━━ SUPPLIED DATA

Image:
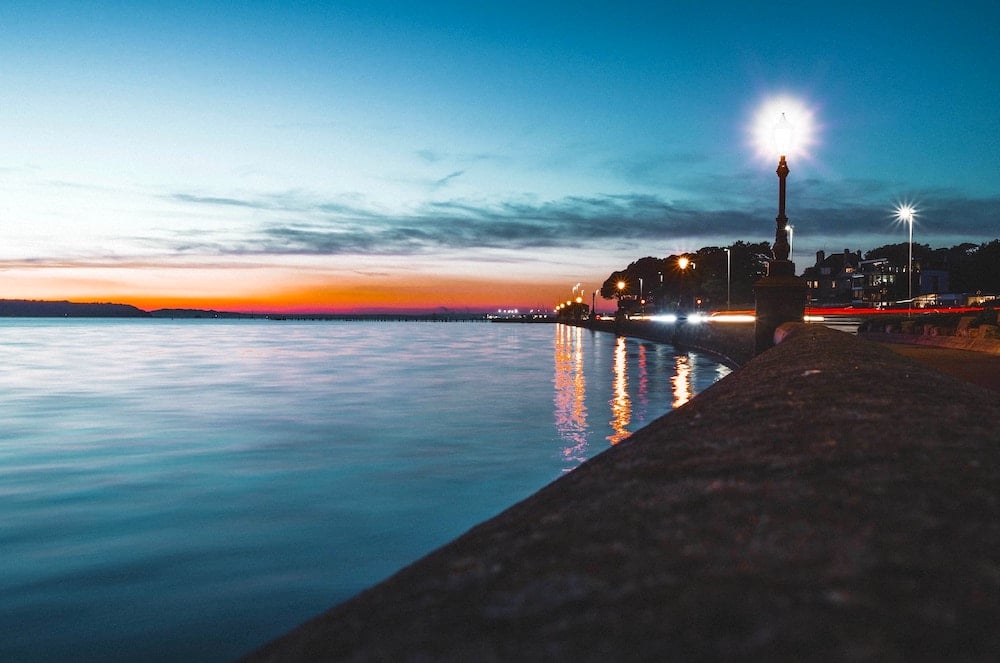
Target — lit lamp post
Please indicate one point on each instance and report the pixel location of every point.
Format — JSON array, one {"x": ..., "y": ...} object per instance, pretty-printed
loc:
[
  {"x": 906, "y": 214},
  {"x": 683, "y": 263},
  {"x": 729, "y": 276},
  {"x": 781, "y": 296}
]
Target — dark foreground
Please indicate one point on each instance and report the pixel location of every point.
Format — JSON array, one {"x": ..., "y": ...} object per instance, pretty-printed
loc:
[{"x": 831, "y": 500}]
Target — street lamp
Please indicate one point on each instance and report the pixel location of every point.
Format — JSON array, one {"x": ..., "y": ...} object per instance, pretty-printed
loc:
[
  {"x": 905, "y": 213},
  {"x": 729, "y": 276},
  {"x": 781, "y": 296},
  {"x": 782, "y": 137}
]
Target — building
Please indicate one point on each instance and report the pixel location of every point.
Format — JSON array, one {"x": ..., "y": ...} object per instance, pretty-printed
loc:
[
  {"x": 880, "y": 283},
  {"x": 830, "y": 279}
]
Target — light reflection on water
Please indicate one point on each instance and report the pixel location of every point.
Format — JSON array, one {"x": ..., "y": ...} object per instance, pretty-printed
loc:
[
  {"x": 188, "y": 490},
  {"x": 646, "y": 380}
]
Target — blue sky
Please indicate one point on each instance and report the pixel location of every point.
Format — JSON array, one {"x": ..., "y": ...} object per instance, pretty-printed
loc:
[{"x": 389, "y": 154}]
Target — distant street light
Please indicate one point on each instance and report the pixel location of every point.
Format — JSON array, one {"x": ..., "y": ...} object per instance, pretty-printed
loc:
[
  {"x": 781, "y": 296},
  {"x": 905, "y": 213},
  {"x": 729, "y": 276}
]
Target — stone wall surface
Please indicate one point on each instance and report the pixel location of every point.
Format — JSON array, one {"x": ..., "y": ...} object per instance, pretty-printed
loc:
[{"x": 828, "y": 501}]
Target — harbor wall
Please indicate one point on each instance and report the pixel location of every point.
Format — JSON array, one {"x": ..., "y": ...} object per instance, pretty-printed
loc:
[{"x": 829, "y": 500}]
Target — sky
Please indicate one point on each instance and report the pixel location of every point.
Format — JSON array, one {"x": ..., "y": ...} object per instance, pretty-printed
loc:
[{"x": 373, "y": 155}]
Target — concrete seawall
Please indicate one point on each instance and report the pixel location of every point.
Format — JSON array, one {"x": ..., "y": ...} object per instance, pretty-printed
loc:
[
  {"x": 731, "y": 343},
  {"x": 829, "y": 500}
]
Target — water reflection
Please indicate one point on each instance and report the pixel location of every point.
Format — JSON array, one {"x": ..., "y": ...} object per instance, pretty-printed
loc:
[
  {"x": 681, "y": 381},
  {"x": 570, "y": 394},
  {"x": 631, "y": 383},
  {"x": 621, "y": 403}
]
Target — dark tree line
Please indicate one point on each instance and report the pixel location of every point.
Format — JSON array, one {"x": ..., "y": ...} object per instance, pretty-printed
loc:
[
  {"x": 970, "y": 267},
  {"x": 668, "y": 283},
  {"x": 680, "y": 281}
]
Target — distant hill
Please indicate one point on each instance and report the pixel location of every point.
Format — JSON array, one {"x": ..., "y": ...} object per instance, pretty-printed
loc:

━━━━
━━ SUPPLIED DATA

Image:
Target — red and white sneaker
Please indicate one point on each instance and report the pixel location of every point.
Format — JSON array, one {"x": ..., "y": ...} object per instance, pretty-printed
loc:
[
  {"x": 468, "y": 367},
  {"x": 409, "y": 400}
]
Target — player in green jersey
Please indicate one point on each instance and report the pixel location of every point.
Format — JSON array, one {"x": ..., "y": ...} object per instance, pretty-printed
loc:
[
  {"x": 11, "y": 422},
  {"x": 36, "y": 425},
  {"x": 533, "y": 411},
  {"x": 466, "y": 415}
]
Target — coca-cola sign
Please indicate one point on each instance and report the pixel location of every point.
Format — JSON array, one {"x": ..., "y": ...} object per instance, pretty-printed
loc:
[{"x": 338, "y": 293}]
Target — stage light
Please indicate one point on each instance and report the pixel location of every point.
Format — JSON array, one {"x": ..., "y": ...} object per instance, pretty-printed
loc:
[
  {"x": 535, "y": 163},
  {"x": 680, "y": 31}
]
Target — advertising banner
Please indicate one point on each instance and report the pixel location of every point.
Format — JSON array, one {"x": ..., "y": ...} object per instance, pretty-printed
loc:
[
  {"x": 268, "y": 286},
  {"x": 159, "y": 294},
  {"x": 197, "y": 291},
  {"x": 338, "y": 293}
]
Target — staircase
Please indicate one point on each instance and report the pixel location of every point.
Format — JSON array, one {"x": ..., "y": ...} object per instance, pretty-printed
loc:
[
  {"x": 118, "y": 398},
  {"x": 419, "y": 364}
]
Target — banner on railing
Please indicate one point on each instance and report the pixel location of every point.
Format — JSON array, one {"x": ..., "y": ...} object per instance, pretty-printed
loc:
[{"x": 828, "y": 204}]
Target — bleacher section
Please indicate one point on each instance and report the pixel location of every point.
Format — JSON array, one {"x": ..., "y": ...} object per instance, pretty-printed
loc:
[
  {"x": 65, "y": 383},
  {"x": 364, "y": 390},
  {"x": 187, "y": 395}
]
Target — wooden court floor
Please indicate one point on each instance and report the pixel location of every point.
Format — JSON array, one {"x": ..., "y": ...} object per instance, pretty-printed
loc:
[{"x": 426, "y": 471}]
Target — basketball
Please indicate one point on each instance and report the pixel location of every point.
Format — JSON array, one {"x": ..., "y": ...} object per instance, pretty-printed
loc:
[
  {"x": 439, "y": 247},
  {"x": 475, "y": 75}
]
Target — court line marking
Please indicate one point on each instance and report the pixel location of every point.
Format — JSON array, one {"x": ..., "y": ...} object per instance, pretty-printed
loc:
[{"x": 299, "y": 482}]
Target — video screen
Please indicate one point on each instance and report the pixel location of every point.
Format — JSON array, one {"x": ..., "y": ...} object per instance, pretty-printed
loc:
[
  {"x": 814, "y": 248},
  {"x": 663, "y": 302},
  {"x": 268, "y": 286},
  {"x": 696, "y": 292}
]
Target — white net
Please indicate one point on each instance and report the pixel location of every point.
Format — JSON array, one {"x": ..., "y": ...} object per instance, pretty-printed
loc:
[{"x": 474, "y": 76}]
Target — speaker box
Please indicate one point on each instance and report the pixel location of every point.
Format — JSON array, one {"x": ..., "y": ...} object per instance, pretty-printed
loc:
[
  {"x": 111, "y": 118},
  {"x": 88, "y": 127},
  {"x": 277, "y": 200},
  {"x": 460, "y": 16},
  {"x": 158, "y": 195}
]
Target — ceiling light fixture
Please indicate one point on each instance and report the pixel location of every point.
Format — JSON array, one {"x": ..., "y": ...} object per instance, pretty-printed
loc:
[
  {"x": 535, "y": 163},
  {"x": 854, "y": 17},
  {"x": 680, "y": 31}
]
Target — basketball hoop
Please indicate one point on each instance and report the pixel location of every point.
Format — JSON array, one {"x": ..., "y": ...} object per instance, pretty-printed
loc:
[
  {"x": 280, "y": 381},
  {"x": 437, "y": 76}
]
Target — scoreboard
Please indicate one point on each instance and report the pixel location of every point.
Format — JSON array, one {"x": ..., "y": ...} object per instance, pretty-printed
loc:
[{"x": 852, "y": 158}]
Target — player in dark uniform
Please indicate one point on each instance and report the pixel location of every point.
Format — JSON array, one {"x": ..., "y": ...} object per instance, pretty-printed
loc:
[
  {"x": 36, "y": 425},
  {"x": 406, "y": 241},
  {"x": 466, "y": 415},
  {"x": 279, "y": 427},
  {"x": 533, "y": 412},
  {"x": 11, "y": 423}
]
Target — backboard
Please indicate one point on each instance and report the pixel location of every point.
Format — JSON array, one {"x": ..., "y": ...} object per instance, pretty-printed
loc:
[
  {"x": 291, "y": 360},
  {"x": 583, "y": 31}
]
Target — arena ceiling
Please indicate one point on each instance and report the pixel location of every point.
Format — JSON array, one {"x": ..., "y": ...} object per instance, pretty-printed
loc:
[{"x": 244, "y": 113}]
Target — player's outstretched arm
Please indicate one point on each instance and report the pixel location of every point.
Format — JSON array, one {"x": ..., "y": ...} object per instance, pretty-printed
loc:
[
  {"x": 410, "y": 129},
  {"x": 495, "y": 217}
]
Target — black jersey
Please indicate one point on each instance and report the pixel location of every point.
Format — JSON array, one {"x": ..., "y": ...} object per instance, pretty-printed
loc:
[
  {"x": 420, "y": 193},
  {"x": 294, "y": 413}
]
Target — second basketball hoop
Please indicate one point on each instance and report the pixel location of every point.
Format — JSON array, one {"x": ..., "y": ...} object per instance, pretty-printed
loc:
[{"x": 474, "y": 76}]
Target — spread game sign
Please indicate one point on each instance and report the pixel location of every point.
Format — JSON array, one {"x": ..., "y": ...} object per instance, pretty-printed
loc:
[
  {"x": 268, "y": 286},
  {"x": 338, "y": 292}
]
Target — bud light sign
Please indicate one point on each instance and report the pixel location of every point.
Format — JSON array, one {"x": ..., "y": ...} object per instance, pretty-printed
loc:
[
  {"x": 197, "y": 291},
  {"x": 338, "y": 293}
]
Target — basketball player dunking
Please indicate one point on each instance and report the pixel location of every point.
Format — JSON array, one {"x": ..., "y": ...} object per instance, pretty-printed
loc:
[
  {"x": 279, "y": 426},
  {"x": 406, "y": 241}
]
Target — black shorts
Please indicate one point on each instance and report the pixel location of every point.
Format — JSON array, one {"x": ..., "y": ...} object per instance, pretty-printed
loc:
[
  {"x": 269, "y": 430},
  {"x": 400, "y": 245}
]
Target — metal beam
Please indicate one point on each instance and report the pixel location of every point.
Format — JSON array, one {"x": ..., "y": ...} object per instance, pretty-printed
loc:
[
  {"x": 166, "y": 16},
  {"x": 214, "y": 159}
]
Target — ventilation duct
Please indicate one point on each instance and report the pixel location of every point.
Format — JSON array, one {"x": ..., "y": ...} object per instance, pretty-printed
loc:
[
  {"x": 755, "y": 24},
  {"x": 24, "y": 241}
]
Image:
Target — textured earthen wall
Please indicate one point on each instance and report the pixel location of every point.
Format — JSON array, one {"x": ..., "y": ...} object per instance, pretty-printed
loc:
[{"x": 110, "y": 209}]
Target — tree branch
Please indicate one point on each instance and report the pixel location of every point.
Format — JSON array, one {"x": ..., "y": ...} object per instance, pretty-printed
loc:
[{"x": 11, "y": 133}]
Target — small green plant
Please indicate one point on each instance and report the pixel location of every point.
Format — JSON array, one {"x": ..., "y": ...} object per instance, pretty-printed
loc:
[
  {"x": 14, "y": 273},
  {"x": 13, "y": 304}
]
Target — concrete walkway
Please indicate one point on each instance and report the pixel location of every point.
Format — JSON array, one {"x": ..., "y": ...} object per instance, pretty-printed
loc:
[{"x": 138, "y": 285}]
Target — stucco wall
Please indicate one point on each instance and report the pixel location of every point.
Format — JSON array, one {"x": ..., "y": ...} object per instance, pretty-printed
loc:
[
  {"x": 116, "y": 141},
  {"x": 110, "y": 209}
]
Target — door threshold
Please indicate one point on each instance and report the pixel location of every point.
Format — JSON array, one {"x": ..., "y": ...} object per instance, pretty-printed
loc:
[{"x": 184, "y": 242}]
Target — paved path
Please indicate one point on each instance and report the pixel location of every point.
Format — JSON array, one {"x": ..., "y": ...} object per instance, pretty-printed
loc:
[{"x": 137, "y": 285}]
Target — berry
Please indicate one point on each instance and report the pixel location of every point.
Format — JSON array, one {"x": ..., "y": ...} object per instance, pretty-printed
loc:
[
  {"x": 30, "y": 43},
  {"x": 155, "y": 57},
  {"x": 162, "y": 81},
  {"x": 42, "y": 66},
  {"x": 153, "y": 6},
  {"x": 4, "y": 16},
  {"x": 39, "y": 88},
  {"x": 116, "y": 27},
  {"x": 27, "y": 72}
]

━━━━

[WORK REQUIRED] Locate each line in the rows above that contains the string "player", and copy every such line in full. The match is case-sensitive.

[TASK RESULT]
Target — player in green jersey
Target — player in dark uniform
Target — player's outstretched arm
Target — basketball player dunking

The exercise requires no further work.